>>>

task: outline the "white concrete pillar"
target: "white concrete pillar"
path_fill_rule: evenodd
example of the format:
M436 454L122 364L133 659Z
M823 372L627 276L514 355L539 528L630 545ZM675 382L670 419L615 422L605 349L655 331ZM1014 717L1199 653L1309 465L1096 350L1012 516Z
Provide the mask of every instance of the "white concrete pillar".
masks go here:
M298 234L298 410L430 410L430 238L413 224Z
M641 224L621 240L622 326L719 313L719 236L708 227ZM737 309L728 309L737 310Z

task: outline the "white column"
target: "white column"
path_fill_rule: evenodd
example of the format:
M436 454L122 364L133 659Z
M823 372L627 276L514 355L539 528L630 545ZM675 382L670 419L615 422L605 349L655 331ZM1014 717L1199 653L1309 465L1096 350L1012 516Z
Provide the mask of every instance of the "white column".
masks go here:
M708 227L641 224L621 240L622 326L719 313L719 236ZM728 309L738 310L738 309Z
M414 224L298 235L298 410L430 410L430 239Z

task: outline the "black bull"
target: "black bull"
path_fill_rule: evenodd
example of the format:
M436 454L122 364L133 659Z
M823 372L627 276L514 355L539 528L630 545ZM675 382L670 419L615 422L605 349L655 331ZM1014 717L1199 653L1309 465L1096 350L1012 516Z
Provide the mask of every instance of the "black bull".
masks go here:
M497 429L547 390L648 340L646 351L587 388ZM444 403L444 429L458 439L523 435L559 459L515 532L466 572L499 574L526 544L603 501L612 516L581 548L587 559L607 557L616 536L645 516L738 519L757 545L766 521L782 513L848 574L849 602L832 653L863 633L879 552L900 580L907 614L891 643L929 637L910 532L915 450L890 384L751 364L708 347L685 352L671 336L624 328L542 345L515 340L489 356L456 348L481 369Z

<<<
>>>

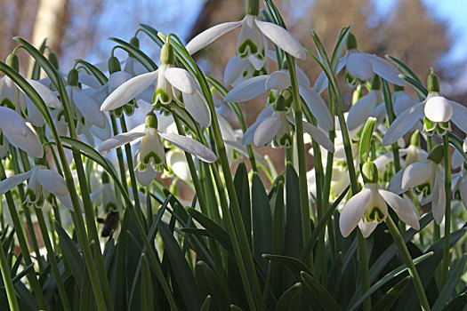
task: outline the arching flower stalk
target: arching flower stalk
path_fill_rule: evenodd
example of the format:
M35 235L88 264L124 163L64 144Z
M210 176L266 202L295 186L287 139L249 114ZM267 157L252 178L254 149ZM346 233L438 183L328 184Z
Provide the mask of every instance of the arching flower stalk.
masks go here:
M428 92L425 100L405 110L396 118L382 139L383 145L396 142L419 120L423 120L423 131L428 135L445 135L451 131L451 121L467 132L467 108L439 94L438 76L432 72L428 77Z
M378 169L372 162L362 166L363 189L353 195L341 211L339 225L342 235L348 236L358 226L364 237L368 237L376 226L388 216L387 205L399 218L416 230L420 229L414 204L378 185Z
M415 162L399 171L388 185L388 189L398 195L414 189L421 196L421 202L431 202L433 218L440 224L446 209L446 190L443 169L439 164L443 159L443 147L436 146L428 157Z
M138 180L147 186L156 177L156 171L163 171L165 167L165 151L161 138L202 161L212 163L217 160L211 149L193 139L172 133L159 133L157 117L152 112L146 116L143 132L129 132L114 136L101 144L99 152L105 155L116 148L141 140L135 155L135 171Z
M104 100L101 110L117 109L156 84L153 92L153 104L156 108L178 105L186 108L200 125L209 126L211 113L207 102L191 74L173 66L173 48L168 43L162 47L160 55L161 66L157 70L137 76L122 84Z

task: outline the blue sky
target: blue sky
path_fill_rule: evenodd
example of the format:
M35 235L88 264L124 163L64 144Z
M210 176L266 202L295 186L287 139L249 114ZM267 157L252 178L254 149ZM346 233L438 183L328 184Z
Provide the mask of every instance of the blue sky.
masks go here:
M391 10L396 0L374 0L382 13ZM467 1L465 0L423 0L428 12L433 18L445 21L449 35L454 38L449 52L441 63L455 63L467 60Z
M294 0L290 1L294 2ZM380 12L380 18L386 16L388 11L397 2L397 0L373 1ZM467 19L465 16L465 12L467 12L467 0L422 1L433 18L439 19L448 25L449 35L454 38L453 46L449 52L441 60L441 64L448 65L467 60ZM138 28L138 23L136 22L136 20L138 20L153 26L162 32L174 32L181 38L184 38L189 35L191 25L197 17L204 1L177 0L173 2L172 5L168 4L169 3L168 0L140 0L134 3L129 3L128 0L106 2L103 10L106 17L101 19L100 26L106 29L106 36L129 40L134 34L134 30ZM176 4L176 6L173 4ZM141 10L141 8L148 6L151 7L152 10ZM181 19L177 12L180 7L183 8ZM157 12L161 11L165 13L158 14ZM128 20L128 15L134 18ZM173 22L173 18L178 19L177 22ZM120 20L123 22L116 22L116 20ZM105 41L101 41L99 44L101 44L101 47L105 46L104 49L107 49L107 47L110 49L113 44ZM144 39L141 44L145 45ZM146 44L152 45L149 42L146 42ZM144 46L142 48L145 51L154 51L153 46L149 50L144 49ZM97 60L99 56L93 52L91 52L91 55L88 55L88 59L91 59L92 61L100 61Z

<<<
>>>

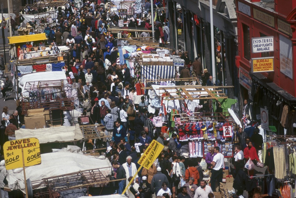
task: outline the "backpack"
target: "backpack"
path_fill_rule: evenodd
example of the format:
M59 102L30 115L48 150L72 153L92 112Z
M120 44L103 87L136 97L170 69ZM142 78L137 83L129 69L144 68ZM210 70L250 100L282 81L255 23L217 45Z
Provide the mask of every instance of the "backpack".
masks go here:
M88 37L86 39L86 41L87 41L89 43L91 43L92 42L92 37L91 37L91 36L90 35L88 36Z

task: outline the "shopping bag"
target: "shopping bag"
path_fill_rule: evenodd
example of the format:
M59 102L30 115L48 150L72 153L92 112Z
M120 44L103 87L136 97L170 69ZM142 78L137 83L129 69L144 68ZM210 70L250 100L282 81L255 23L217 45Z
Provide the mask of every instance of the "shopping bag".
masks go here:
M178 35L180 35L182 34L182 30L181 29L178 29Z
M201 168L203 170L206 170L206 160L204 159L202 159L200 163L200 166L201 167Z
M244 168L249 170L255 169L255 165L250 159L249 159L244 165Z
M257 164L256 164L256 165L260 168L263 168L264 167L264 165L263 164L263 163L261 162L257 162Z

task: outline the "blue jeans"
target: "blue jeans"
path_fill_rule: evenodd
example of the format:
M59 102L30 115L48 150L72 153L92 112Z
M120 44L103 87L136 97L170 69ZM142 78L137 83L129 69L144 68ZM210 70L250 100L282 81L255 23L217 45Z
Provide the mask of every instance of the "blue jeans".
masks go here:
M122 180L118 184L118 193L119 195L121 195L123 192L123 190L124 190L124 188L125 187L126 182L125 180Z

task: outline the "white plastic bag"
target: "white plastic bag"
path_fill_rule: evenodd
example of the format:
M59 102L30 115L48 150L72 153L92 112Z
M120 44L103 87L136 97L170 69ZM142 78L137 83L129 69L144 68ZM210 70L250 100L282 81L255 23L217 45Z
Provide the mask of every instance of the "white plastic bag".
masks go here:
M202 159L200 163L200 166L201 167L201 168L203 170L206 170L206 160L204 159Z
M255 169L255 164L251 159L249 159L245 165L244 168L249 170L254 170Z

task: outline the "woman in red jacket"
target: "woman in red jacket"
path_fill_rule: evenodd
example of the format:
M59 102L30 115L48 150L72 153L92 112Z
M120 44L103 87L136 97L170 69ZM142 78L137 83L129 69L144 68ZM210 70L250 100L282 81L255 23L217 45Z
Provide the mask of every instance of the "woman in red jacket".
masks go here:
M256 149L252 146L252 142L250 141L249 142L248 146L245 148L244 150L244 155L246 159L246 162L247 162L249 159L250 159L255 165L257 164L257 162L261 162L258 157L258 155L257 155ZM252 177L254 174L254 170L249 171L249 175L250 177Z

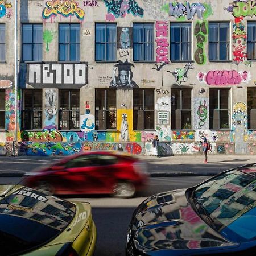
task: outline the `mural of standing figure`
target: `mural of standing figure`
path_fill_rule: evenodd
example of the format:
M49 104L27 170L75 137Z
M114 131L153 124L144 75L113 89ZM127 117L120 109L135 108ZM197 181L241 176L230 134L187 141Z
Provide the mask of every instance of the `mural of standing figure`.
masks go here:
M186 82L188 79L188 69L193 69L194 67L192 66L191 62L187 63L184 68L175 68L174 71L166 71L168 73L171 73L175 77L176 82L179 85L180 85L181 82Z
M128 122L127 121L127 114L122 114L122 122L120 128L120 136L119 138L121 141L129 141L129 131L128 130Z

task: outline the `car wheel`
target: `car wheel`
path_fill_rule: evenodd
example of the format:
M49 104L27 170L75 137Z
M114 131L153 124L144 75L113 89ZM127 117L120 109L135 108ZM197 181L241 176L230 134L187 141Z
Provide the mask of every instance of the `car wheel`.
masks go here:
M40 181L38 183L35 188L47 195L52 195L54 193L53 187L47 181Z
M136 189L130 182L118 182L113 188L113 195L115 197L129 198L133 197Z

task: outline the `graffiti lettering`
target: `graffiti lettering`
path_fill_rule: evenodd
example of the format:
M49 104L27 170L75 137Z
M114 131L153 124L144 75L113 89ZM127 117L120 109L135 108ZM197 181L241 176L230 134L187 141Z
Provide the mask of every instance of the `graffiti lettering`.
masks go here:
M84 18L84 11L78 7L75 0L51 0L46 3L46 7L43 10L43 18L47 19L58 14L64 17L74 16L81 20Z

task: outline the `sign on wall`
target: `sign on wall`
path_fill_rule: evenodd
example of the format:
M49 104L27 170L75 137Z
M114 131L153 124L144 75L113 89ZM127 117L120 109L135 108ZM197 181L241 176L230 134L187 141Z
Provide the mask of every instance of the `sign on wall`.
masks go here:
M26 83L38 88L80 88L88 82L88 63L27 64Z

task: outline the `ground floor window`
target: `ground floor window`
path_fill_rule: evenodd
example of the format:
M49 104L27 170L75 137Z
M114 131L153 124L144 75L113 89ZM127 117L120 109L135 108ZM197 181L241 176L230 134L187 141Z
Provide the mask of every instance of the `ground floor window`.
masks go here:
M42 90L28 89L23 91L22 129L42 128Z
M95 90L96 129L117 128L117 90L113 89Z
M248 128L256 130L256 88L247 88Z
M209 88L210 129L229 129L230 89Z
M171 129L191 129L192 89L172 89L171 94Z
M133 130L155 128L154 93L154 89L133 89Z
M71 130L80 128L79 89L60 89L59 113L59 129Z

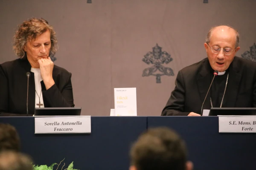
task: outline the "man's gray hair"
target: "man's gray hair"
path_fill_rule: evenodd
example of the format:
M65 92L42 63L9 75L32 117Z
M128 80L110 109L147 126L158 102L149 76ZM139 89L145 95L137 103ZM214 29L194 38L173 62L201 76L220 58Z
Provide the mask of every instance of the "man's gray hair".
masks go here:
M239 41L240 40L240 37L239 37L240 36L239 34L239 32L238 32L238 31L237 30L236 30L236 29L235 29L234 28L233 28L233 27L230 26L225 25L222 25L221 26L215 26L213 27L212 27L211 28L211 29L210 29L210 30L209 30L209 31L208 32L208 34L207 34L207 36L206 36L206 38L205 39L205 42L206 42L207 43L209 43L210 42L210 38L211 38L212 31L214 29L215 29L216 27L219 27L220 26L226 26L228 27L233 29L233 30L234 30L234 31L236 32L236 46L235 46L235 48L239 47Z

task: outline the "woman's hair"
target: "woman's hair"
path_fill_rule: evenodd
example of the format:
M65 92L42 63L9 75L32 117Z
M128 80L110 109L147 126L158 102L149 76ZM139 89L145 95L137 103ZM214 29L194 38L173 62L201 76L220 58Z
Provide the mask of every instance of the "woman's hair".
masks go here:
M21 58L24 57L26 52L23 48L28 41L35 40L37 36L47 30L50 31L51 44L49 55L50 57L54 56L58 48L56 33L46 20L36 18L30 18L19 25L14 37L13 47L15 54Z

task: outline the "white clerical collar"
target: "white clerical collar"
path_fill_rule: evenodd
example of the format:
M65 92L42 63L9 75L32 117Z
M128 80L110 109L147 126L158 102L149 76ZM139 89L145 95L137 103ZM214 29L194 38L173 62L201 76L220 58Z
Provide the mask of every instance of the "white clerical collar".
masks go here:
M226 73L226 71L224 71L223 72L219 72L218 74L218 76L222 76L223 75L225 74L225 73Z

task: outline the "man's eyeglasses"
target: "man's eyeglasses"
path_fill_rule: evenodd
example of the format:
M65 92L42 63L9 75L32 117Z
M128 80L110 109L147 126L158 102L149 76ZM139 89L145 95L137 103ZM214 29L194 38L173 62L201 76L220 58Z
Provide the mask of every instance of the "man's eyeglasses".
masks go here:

<<<

WRITTEN INSTRUCTION: Please copy every line from the entries above that contains the word "jeans", matching its case exactly.

FINAL RESULT:
task: outline the "blue jeans"
target: "blue jeans"
Provide the mask of every instance of the "blue jeans".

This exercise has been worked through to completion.